What this task involves: Copy out all of the data below word for word, line by line, changing nothing.
[start]
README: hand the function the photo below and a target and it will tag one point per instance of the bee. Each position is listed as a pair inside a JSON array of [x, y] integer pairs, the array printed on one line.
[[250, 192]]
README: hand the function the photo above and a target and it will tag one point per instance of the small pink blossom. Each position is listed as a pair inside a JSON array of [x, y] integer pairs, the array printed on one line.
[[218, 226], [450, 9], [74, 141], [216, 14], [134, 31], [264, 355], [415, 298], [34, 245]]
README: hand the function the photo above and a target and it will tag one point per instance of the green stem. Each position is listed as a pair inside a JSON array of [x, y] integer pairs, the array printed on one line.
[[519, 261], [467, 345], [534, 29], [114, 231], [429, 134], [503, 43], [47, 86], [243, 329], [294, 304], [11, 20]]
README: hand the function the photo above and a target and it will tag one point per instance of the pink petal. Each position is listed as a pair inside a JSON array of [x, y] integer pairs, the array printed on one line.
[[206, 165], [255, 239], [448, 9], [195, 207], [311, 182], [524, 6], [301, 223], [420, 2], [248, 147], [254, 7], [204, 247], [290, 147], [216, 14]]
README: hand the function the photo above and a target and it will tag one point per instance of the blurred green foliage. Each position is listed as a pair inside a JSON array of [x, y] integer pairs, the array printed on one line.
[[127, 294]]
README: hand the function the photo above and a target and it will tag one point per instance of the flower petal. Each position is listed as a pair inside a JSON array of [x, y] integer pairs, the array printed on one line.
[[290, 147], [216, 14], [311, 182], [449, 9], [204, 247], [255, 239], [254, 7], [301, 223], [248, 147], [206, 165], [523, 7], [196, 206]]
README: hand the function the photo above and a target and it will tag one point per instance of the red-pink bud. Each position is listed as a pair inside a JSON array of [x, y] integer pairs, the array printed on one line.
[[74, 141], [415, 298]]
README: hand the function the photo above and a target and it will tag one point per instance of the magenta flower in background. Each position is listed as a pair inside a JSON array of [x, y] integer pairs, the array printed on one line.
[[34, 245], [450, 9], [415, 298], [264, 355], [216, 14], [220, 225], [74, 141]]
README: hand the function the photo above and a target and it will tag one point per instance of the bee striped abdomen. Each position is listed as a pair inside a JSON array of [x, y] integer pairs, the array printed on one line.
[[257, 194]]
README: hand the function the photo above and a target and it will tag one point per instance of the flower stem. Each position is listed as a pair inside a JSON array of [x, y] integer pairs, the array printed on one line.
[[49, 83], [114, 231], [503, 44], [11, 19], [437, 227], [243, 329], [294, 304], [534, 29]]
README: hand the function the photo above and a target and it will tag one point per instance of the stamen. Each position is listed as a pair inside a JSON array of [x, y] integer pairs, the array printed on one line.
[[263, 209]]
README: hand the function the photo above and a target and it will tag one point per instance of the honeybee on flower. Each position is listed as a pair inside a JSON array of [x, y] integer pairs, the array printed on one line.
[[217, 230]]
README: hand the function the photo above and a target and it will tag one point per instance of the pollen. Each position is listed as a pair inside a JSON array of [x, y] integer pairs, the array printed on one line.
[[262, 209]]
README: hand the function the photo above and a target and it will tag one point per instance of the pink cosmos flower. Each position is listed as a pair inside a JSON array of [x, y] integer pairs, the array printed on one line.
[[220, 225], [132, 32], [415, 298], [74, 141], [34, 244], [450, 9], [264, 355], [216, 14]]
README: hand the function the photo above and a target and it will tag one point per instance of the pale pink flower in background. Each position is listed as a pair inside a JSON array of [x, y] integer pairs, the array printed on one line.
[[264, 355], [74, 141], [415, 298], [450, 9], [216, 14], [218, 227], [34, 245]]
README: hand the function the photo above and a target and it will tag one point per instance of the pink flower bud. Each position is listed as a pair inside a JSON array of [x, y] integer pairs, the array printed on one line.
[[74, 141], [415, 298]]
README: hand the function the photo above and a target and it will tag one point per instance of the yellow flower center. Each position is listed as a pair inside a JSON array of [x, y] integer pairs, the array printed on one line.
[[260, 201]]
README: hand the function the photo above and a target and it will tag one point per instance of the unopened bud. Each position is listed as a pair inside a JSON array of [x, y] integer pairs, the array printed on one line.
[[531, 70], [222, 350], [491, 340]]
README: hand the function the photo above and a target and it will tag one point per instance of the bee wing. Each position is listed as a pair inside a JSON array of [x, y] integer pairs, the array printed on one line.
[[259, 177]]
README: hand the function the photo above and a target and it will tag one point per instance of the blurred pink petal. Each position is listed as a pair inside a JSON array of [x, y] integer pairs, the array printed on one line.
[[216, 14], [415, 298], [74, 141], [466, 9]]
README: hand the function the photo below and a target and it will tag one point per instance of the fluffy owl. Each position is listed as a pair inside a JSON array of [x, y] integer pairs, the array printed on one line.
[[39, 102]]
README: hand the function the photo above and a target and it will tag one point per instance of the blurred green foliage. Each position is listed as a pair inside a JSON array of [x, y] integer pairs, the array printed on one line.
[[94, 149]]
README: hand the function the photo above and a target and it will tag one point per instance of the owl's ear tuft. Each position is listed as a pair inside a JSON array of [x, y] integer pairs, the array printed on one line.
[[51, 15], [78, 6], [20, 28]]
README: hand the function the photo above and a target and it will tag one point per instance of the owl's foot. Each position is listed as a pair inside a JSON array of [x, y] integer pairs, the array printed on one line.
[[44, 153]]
[end]
Solution:
README: hand the function the photo below and a target and it will tag one point per instance of the bee. Each position is listed as a pair inside a JSON array of [x, y] integer pairs, the array printed on one line.
[[250, 192]]
README: hand the function the photo above and a target and it will tag one point per instance of the small pink blossom. Each position is listed as a pair inside a JSON array of [x, y] integer pairs, the array printed on one line.
[[218, 226], [450, 9], [74, 141], [216, 14], [134, 31], [264, 355], [415, 298], [34, 245]]
README: hand the function the photo above and a target and it will tag one point per instance of the green stem. Each position is listed as a pair inside a JSON array of [x, y] integer pairs, the array printed on one line.
[[519, 261], [467, 345], [534, 29], [114, 231], [429, 134], [503, 43], [47, 86], [243, 329], [294, 304], [11, 20]]
README: hand the function the photo above and a target and it will tag one point per instance of the pink petal. Each position is listed as a pair inside a JSON array of [x, y] integer pairs, the array printed on one line.
[[206, 165], [255, 239], [448, 9], [195, 207], [311, 182], [524, 6], [301, 223], [420, 2], [248, 147], [254, 7], [204, 247], [290, 147], [216, 14]]
README: hand the function the photo above and a target and it will tag one point per instance of the blurred green foliage. Each position is listed as a pair inside a JSON array of [x, y] integer pairs, the array printed on one line.
[[127, 294]]
README: hand the function the photo above and a target and it will tag one point per instance of the flower petal. Each position is listed as a pair inside a JSON array of [x, y] integer pairs, the array printed on one line.
[[290, 147], [216, 14], [311, 182], [449, 9], [204, 247], [255, 239], [254, 7], [301, 223], [248, 147], [206, 165], [523, 7], [196, 206]]
README: hand the function the photo above and a target and it will tag one point per instance of the red-pink bud. Each position is listed as a pair inside a JSON array of [x, y] integer pairs, the array printed on one line.
[[74, 141], [415, 298]]
README: hand the function the photo above and a target and it will tag one point per instance of the magenta flower in background. Each position is listed as a pair inside a JSON array of [x, y] integer pairs, the array printed on one line.
[[34, 245], [450, 9], [415, 298], [264, 355], [216, 14], [220, 225], [74, 141]]
README: hand the function the photo above and a target and it will tag one point per instance of the bee striped abdomen. Each position is listed as a pair inside a JSON array of [x, y] integer pairs, the array printed on one line.
[[257, 194]]
README: hand the function the photo above and a target and it will tag one point per instance of the flower stem. Each position is listed as a pair inside a JSON array of [x, y] integer pairs, the array printed on one line.
[[49, 83], [114, 231], [503, 44], [11, 19], [437, 227], [243, 329], [294, 304], [534, 29]]
README: hand the function the photo above and a target and it will tag one point per instance of the stamen. Each position is listed as a pair inside a JSON array of [x, y] integer pairs, the array printed on one line.
[[263, 209]]
README: hand the function the photo above and a target and it will tag one point per instance of the honeybee on flower. Each position is listed as a pair inside a JSON array of [x, y] integer pairs, the array printed on one line.
[[217, 230]]
README: hand the function the photo above and a target and it will tag one point per instance of the pollen. Each position is listed as a pair inside a JSON array of [x, y] integer pairs, the array printed on one line.
[[262, 209]]
README: hand the function the photo above and a target and it will tag one point per instance of the pink cosmos flower. Each position is listed as a pair inside a JSON array of [x, y] integer pairs, the array printed on one line.
[[220, 225], [132, 32], [415, 298], [74, 141], [34, 244], [450, 9], [264, 355], [216, 14]]
README: hand the function the photo above and a target and it will tag one point per instance of the pale pink flower in background. Each position is listed as a pair inside a JSON array of [x, y] integer pairs, the array printed on one line.
[[264, 355], [74, 141], [415, 298], [450, 9], [216, 14], [218, 227], [34, 245]]
README: hand the function the photo above and a target and it will tag one point per instance of the pink flower bud. Each position is listed as a pair inside a JSON array of [x, y] integer pairs, the array printed on one line.
[[74, 141], [415, 298]]
README: hand the function the photo above and a target and it will tag one point per instance of the yellow flower center. Each position is listed as a pair inside a JSON array of [x, y] integer pairs, the array printed on one line.
[[260, 201]]
README: hand the function the photo above and a target and it will tag one point per instance of the unopened bud. Each position is listed as a pair inside a JSON array of [x, y] integer pairs, the array printed on one line.
[[531, 70], [222, 350], [491, 340]]
README: hand the function the photo above and a target and it will tag one point per instance of the bee wing. Each position is listed as a pair inside a JSON array of [x, y] integer pairs, the array printed on one line.
[[259, 177]]
README: hand the function the photo above and a target and it will tag one point per instance of the blurred pink petal. Each position is listed as a pair inside a JSON array of [x, y] integer pairs, the array printed on one line.
[[216, 14], [415, 298], [74, 141], [466, 9]]
README: hand the function the photo below and a target and it will tag one point per instance of the fluffy owl. Each position is listed as a pair inside a JSON array of [x, y] integer pairs, the array printed on one line.
[[39, 102]]
README: hand the function the photo above and a target and it will tag one point per instance of the blurred green foliage. Each position is listed as a pair inside a JSON array of [x, y] integer pairs, the array printed on one line.
[[94, 149]]
README: hand the function the photo above and a target and it will tag one point per instance of the owl's ear tuft. Each position is listed as a pair inside a JSON array of [x, y] integer pairs, the array printed on one line.
[[51, 15], [78, 6], [20, 28]]
README: hand the function the photo above and a target and it will tag one point per instance of the owl's foot. Each position is listed as a pair inside a JSON array of [x, y] integer pairs, the array printed on one line.
[[44, 153]]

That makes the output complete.